● Instrução escrita
Reproduza sem alterações a parte da resenha sobre o filme "Young Hearts" que começa nas palavras "De tempos em" e para depois de "forma tão sincera.".

┌─ Trecho de origem

Corações Jovens (Young Hearts, 2024)
“O que você está fazendo?”
“Sendo seu petit copain”
De tempos em
tempos, eu assisto a um filme que me deixa sem palavras… um filme que me toca
profundamente, que eu levo um tempo para processar e que eu coloco como aquelas
experiências que nós não temos o tempo todo e que nos marca para sempre – “Young Hearts” é um desses filmes. Com
uma sensibilidade indizível, a história de amor, descoberta, aceitação e
amadurecimento de Elias e Alexander é contada de maneira bela, cuidadosa e
natural e, como espectadores LGBTQIA+, somos convidados a nos sentir parte
disso tudo, a reviver esse “primeiro amor”, como na música de Luk diz, e é uma
sensação absurda e arrebatadora. Eu sorri, eu chorei e eu amei cada segundo que
fez com que eu sentisse e vivesse essa história de forma tão sincera.
Escrito e
dirigido por Anthony Schatteman, “Young
Hearts” é um filme belga-holandês que fez a sua estreia no em 17 de
fevereiro de 2024, no 74º Festival Internacional de Cinema de Berlim – e o
filme ganhou cinco merecidos prêmios em diferentes festivais pelo mundo, tanto
pela direção de Anthony Schatteman quanto pela atuação de Lou Goossens, o
garoto que dá vida a Elias com uma verdade e uma sensibilidade impressionante!

└─
┌─ Listagem de dados

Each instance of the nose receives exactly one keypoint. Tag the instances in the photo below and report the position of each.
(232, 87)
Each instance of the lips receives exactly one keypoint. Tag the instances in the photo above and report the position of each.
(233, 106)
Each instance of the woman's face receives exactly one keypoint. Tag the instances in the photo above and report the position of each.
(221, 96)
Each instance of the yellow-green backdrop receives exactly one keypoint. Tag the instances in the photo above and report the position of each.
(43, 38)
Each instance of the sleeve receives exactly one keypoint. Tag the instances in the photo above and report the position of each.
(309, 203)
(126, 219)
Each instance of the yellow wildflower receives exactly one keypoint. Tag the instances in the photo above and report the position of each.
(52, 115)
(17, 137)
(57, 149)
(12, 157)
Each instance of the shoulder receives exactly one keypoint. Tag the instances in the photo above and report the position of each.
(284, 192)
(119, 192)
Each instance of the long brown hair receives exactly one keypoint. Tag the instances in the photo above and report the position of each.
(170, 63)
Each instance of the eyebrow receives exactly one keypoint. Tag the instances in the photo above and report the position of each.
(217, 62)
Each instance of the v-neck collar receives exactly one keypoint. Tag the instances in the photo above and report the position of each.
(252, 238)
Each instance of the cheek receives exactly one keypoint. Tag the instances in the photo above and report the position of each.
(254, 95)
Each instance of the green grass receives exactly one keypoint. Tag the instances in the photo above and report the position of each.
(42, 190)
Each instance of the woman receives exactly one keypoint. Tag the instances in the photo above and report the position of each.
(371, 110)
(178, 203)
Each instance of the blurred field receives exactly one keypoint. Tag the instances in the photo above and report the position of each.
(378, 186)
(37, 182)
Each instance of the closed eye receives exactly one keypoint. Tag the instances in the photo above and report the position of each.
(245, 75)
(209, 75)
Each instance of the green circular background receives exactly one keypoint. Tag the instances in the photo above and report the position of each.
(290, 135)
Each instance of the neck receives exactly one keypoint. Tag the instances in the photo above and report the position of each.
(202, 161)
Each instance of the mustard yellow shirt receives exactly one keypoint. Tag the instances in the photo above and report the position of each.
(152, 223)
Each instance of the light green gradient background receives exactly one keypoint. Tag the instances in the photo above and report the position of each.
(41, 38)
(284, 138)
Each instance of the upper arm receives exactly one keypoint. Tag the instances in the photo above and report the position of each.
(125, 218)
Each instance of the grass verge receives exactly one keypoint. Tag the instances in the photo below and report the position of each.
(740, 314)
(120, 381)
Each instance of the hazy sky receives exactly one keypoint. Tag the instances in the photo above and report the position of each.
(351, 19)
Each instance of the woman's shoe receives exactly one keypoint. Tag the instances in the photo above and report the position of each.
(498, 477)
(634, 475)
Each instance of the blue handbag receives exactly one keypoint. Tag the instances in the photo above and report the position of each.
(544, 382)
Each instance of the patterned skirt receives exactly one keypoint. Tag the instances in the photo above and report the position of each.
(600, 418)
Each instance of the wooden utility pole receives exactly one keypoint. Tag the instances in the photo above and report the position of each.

└─

● Resposta correta
De tempos em
tempos, eu assisto a um filme que me deixa sem palavras… um filme que me toca
profundamente, que eu levo um tempo para processar e que eu coloco como aquelas
experiências que nós não temos o tempo todo e que nos marca para sempre – “Young Hearts” é um desses filmes. Com
uma sensibilidade indizível, a história de amor, descoberta, aceitação e
amadurecimento de Elias e Alexander é contada de maneira bela, cuidadosa e
natural e, como espectadores LGBTQIA+, somos convidados a nos sentir parte
disso tudo, a reviver esse “primeiro amor”, como na música de Luk diz, e é uma
sensação absurda e arrebatadora. Eu sorri, eu chorei e eu amei cada segundo que
fez com que eu sentisse e vivesse essa história de forma tão sincera.